- Kutipan Terpilih
Wongalus
WAWANCARA SOSOK GURU KEBATINAN TANAH JAWA:
”ILMU DUNYA SEHEBAT APAPUN TAK MAMPU MENGALAHKAN ILMU BATIN”
Sukhoi Superjet 100 dari Russia
adalah pesawat penumpang canggih. Namun akhirnya harus menabrak tebing
di Gunung Salak yang memang sering memakan korban. Mari bersama dilihat
dari sisi supranatural.
Gunung
Salak sebenarnya berdiri dengan anggun di wilayah Kabupaten Sukabumi
dan Kabupaten Bogor, Jawa Barat. Gunung ini mengagumkan dan itu sebabnya
banyak pendaki gunung yang melakukan pendakian di sana. Sebenarnya
gunung itu tidak begitu tinggi yaitu 2.221 meter dibanding dengan
pegunungan lain di Jawa yang mencapai 3000 meter lebih. Namun kenapa
gunung ini menyimpan misteri kecelakaan-kecelakaan pesawat berujung
maut?
Setidaknya
kecelakaan pesawat yang pernah terjadi di sekitar Gunung Salak antara
lain Helikopter Sikorsky, Pesawat Cessna, Pesawat Cassa, Pesawat latih
jenis Sundowner, Helikopter Puma dan terakhir Pesawat Sukhoi Superjet
100 yang sedang melakukan joy flight saat pengetesan dan promosinya
untuk maskapai-maskapai di Indonesia, hilang kontak di kawasan Gunung
Salak, Bogor, pada hari Rabu 9 Mei 2012
Pesawat
Sukhoi buatan Rusia kali ini jatuh dengan kondisi mengenaskan. Badan
pesawat pecah berkeping-keping. Mirip seperti sebuah gelas yang dilempar
ke dinding dengan sangat keras.

(Entri pelabelan wilayah gambar)
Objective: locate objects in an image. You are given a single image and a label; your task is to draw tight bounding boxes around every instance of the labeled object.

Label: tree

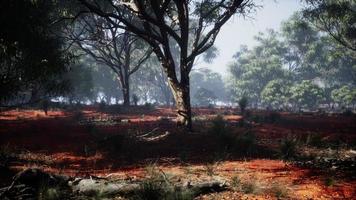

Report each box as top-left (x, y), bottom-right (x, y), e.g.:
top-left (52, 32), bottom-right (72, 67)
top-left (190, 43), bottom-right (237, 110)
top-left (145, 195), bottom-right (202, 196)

top-left (290, 80), bottom-right (323, 109)
top-left (331, 85), bottom-right (356, 107)
top-left (65, 62), bottom-right (95, 103)
top-left (303, 0), bottom-right (356, 51)
top-left (229, 30), bottom-right (289, 106)
top-left (132, 56), bottom-right (173, 106)
top-left (261, 79), bottom-right (290, 108)
top-left (0, 0), bottom-right (72, 103)
top-left (78, 0), bottom-right (253, 129)
top-left (194, 88), bottom-right (217, 106)
top-left (69, 15), bottom-right (152, 105)
top-left (190, 69), bottom-right (226, 104)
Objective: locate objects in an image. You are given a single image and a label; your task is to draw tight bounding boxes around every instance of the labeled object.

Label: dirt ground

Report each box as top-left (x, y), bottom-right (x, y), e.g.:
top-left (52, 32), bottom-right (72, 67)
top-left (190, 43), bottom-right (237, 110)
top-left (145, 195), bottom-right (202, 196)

top-left (0, 107), bottom-right (356, 199)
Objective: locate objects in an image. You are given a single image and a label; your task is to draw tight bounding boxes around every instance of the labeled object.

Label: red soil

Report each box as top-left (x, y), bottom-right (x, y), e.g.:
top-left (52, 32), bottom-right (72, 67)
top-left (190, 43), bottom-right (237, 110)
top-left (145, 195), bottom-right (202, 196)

top-left (0, 108), bottom-right (356, 199)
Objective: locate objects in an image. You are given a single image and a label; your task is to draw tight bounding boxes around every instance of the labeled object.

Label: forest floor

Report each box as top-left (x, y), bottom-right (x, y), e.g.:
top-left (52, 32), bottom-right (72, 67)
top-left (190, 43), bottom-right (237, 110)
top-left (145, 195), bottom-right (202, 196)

top-left (0, 107), bottom-right (356, 200)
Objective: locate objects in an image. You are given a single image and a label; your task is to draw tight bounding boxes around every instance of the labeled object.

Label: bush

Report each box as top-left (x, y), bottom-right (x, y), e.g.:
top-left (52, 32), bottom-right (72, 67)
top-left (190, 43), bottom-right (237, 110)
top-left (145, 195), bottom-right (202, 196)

top-left (238, 96), bottom-right (248, 115)
top-left (268, 112), bottom-right (281, 123)
top-left (234, 131), bottom-right (256, 154)
top-left (241, 178), bottom-right (260, 194)
top-left (0, 144), bottom-right (12, 168)
top-left (342, 109), bottom-right (354, 117)
top-left (325, 177), bottom-right (335, 187)
top-left (280, 136), bottom-right (298, 160)
top-left (209, 115), bottom-right (227, 135)
top-left (271, 183), bottom-right (288, 199)
top-left (231, 176), bottom-right (241, 189)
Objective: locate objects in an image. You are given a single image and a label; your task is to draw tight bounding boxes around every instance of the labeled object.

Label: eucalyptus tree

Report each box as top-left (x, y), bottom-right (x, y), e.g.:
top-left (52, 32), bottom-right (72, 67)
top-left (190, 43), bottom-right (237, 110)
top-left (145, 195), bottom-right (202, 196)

top-left (78, 0), bottom-right (254, 129)
top-left (229, 30), bottom-right (289, 106)
top-left (303, 0), bottom-right (356, 51)
top-left (133, 56), bottom-right (173, 106)
top-left (67, 14), bottom-right (152, 105)
top-left (0, 0), bottom-right (72, 103)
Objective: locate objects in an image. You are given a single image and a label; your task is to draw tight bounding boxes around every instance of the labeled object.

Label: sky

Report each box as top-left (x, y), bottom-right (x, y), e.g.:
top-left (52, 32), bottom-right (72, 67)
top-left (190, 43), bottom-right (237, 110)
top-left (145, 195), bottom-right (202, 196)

top-left (194, 0), bottom-right (302, 76)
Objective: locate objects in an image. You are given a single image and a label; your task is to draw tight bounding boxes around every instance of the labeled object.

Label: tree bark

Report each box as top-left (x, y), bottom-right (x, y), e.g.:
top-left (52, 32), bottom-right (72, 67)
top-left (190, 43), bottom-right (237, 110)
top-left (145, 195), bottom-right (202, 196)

top-left (122, 83), bottom-right (130, 106)
top-left (169, 75), bottom-right (193, 131)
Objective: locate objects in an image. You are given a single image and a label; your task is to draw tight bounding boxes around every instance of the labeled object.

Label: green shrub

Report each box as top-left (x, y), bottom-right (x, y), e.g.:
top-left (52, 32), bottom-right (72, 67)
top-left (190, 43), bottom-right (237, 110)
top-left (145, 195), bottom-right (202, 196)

top-left (271, 183), bottom-right (288, 199)
top-left (238, 96), bottom-right (248, 115)
top-left (241, 179), bottom-right (260, 194)
top-left (268, 112), bottom-right (281, 123)
top-left (231, 176), bottom-right (241, 189)
top-left (279, 136), bottom-right (298, 160)
top-left (234, 131), bottom-right (257, 153)
top-left (0, 144), bottom-right (12, 168)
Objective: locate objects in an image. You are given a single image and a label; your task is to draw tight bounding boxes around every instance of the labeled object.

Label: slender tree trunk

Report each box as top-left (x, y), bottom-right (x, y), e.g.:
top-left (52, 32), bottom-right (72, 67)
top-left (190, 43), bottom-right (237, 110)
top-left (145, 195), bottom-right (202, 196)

top-left (122, 82), bottom-right (130, 106)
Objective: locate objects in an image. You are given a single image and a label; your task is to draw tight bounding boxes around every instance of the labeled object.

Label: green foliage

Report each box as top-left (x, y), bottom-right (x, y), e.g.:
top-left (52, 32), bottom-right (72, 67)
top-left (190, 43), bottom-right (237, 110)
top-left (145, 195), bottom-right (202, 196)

top-left (261, 79), bottom-right (290, 108)
top-left (303, 0), bottom-right (356, 51)
top-left (234, 131), bottom-right (257, 154)
top-left (194, 88), bottom-right (217, 106)
top-left (190, 69), bottom-right (225, 106)
top-left (241, 178), bottom-right (260, 194)
top-left (271, 183), bottom-right (288, 199)
top-left (325, 176), bottom-right (336, 187)
top-left (279, 136), bottom-right (299, 160)
top-left (134, 165), bottom-right (194, 200)
top-left (0, 0), bottom-right (72, 102)
top-left (231, 176), bottom-right (241, 189)
top-left (132, 94), bottom-right (140, 106)
top-left (331, 85), bottom-right (356, 106)
top-left (291, 80), bottom-right (323, 109)
top-left (0, 144), bottom-right (12, 168)
top-left (238, 96), bottom-right (248, 114)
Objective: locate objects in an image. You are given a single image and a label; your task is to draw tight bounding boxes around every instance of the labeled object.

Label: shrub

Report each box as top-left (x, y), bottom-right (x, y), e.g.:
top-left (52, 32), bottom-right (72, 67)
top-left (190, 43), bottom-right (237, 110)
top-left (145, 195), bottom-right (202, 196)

top-left (204, 162), bottom-right (217, 176)
top-left (238, 96), bottom-right (248, 115)
top-left (235, 131), bottom-right (256, 153)
top-left (268, 112), bottom-right (281, 123)
top-left (0, 144), bottom-right (12, 168)
top-left (271, 183), bottom-right (288, 199)
top-left (73, 110), bottom-right (84, 121)
top-left (132, 94), bottom-right (140, 106)
top-left (241, 178), bottom-right (260, 194)
top-left (210, 115), bottom-right (227, 135)
top-left (342, 109), bottom-right (354, 117)
top-left (280, 136), bottom-right (298, 160)
top-left (231, 176), bottom-right (241, 189)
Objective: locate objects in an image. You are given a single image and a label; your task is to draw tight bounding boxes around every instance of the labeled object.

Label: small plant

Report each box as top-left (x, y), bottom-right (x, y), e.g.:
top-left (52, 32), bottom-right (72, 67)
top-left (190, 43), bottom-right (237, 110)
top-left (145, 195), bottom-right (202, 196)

top-left (73, 110), bottom-right (84, 121)
top-left (231, 176), bottom-right (241, 189)
top-left (132, 94), bottom-right (140, 106)
top-left (280, 136), bottom-right (298, 160)
top-left (204, 162), bottom-right (217, 176)
top-left (0, 144), bottom-right (12, 168)
top-left (271, 183), bottom-right (288, 199)
top-left (238, 96), bottom-right (248, 115)
top-left (235, 131), bottom-right (256, 153)
top-left (268, 112), bottom-right (281, 123)
top-left (342, 109), bottom-right (354, 117)
top-left (131, 164), bottom-right (194, 200)
top-left (325, 176), bottom-right (335, 187)
top-left (309, 133), bottom-right (325, 148)
top-left (209, 115), bottom-right (227, 135)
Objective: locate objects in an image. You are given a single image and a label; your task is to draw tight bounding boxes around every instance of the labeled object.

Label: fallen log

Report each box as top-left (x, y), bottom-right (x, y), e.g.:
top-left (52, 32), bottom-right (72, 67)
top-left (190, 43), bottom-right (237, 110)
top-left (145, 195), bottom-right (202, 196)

top-left (0, 169), bottom-right (229, 199)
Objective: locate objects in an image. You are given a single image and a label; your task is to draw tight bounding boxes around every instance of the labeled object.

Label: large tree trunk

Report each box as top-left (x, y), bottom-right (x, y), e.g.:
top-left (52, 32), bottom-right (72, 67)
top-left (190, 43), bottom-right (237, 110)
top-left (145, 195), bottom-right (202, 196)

top-left (169, 75), bottom-right (192, 130)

- Uraian Tugas
Tuliskan kembali seluruh teks tentang kecelakaan pesawat di Gunung Salak tanpa perubahan apa pun. Item-item tersebut tidak digunakan dalam hal ini.

- Penyelesaian Tugas
Wongalus
WAWANCARA SOSOK GURU KEBATINAN TANAH JAWA:
”ILMU DUNYA SEHEBAT APAPUN TAK MAMPU MENGALAHKAN ILMU BATIN”
Sukhoi Superjet 100 dari Russia
adalah pesawat penumpang canggih. Namun akhirnya harus menabrak tebing
di Gunung Salak yang memang sering memakan korban. Mari bersama dilihat
dari sisi supranatural.
Gunung
Salak sebenarnya berdiri dengan anggun di wilayah Kabupaten Sukabumi
dan Kabupaten Bogor, Jawa Barat. Gunung ini mengagumkan dan itu sebabnya
banyak pendaki gunung yang melakukan pendakian di sana. Sebenarnya
gunung itu tidak begitu tinggi yaitu 2.221 meter dibanding dengan
pegunungan lain di Jawa yang mencapai 3000 meter lebih. Namun kenapa
gunung ini menyimpan misteri kecelakaan-kecelakaan pesawat berujung
maut?
Setidaknya
kecelakaan pesawat yang pernah terjadi di sekitar Gunung Salak antara
lain Helikopter Sikorsky, Pesawat Cessna, Pesawat Cassa, Pesawat latih
jenis Sundowner, Helikopter Puma dan terakhir Pesawat Sukhoi Superjet
100 yang sedang melakukan joy flight saat pengetesan dan promosinya
untuk maskapai-maskapai di Indonesia, hilang kontak di kawasan Gunung
Salak, Bogor, pada hari Rabu 9 Mei 2012
Pesawat
Sukhoi buatan Rusia kali ini jatuh dengan kondisi mengenaskan. Badan
pesawat pecah berkeping-keping. Mirip seperti sebuah gelas yang dilempar
ke dinding dengan sangat keras.